Your instructions: Restate the part of the theater article that opens with the words containing "David Mears (Bottom) and Ayesha Dharker (Titania) in" and closes with "energy were palpable.", swapping "RSC" for "Royal Shakespeare Company".

-- START OF Document passage --

Are the demarcation lines between the amateur and professional theatres even more blurred than we imagine?

David Mears (Bottom) and Ayesha Dharker (Titania)
David Mears (Bottom) and Ayesha Dharker (Titania) in the RSC's A Midsummer Night's Dream
© Topher McGrillis

It is astonishing that, in the current RSC revival of A Midsummer Night’s Dream – billed as a play for the nation – in which local amateurs play the roles of Bottom and the mechanicals in each town the show visits on tour, you would be hard-pressed to distinguish the professionals from the amateurs.

This might say something about current standards at the RSC, but it certainly says a lot for the likes of the Nonentities of Kidderminster (who took part on the press night) where confidence, audibility, characterisation tactics and energy were palpable.

It also says a lot about the RSC’s Open Stages programme, launched in Michael Boyd‘s tenure as artistic director partly in response to the local amateurs’ traditional access to the Royal Shakespeare Theatre in Stratford-upon-Avon during the winter months being denied as a result of the closure for the re-build.

Boyd is on record as saying that the best King Lear he ever saw was an amateur production – he obviously missed Paul Scofield’s and Donald Wolfit’s – but the impulse was primarily social and political, banging the drums of inclusivity and access. The Dream – with its troupe of mechanicals "putting on a play" for the wedding party in King Theseus’s palace – is an obvious outcome of Boyd’s enthusiasm; the genius of Shakespeare was to write a character, Bottom, who lives another kind of erotic dream in the arms of Titania.

-- END OF Document passage --
-- START OF Stored records --

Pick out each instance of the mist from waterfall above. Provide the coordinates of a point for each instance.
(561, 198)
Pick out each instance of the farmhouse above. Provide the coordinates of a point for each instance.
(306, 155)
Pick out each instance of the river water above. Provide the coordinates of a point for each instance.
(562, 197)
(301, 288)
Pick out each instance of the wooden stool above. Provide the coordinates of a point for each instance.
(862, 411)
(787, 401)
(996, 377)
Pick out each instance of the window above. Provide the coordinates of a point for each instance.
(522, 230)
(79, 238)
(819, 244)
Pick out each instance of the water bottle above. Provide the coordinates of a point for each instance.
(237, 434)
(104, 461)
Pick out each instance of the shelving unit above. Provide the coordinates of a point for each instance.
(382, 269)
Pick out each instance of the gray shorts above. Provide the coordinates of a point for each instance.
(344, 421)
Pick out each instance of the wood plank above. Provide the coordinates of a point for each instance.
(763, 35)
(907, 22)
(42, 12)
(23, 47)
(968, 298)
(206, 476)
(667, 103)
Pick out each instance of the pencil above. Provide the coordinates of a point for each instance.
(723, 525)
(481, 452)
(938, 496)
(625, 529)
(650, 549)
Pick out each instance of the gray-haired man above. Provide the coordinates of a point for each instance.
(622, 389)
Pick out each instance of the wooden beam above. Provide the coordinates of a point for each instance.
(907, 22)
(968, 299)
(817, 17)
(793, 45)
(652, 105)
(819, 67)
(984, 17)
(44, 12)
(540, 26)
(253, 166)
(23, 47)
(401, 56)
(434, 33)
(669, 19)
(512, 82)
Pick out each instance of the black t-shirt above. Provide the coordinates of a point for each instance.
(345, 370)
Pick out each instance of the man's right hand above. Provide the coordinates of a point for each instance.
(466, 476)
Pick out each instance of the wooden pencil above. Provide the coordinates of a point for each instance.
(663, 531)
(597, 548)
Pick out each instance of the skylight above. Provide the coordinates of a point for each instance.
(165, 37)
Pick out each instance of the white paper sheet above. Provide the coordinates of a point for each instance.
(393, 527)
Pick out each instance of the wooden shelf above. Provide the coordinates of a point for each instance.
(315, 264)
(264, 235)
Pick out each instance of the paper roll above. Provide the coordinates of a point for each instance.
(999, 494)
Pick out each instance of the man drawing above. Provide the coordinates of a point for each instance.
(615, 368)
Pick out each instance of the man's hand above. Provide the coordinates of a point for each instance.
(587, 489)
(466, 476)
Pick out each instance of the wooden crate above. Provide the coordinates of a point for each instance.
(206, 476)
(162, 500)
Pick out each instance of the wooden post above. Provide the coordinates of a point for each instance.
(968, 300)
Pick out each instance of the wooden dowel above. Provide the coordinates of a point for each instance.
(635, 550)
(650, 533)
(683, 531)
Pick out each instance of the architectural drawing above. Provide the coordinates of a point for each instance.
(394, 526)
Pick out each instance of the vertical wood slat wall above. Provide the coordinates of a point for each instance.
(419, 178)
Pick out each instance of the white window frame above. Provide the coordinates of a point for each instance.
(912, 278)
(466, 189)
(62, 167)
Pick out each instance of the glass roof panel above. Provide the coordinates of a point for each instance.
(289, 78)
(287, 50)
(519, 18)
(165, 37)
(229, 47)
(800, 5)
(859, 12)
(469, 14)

-- END OF Stored records --

Full answer:
David Mears (Bottom) and Ayesha Dharker (Titania) in the Royal Shakespeare Company's A Midsummer Night's Dream
© Topher McGrillis

It is astonishing that, in the current Royal Shakespeare Company revival of A Midsummer Night’s Dream – billed as a play for the nation – in which local amateurs play the roles of Bottom and the mechanicals in each town the show visits on tour, you would be hard-pressed to distinguish the professionals from the amateurs.

This might say something about current standards at the Royal Shakespeare Company, but it certainly says a lot for the likes of the Nonentities of Kidderminster (who took part on the press night) where confidence, audibility, characterisation tactics and energy were palpable.